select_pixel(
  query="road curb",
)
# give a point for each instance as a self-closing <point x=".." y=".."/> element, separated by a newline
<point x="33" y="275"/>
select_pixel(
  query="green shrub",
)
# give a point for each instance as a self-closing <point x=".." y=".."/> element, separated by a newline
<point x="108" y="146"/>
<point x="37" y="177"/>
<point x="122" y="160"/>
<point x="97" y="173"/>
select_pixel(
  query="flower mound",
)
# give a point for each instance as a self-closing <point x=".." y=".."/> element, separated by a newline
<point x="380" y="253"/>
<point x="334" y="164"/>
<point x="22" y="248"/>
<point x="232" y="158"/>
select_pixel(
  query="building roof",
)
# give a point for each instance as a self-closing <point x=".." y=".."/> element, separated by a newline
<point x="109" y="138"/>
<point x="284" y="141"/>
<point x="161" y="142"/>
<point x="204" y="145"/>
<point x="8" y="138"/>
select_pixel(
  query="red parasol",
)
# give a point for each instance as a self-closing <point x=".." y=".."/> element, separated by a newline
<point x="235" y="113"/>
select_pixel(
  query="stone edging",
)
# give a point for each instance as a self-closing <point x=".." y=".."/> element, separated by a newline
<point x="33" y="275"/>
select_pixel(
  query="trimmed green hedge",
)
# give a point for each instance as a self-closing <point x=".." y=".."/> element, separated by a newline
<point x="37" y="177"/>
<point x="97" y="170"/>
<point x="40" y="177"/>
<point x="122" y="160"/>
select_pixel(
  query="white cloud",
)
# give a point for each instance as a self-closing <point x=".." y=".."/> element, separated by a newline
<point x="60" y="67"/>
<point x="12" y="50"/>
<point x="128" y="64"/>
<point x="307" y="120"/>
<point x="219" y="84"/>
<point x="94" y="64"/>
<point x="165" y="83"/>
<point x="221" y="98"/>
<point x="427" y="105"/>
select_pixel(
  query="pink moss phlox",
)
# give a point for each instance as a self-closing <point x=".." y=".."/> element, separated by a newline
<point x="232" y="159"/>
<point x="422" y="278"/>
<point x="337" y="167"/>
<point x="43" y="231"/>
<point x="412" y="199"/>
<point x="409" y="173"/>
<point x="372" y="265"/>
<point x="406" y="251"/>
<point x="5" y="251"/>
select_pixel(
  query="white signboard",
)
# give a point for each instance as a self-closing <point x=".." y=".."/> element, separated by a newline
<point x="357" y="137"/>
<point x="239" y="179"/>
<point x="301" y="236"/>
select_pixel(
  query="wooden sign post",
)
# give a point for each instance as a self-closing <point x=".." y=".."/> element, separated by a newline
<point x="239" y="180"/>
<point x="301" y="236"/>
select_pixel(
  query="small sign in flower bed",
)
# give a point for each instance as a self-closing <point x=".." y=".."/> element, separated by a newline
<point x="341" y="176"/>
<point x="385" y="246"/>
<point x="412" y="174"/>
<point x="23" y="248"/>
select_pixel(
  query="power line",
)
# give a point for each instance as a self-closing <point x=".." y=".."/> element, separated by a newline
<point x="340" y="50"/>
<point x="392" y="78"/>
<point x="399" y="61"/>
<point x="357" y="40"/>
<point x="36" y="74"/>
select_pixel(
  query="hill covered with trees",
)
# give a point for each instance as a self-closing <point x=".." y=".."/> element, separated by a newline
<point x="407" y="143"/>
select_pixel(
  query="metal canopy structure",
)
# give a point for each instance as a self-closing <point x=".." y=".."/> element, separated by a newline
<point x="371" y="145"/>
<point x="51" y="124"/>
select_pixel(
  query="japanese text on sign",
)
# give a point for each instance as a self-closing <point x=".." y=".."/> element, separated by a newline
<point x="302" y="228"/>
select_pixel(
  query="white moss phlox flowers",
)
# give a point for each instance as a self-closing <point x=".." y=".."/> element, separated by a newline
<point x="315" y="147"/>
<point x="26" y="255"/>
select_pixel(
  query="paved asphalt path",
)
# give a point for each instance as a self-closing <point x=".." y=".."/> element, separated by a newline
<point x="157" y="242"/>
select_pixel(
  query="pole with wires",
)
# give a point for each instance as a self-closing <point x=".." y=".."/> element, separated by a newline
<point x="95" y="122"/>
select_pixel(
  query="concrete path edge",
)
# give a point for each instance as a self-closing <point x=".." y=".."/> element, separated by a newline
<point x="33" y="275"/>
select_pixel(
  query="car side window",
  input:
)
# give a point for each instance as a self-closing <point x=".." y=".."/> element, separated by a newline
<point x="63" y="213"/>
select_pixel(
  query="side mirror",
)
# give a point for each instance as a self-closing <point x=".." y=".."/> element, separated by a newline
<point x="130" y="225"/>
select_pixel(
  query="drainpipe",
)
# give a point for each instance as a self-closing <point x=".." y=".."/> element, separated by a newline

What you need to do: Find and copy each line above that includes the string "moss".

Exercise response:
  query="pink moss phlox",
  query="white moss phlox flowers",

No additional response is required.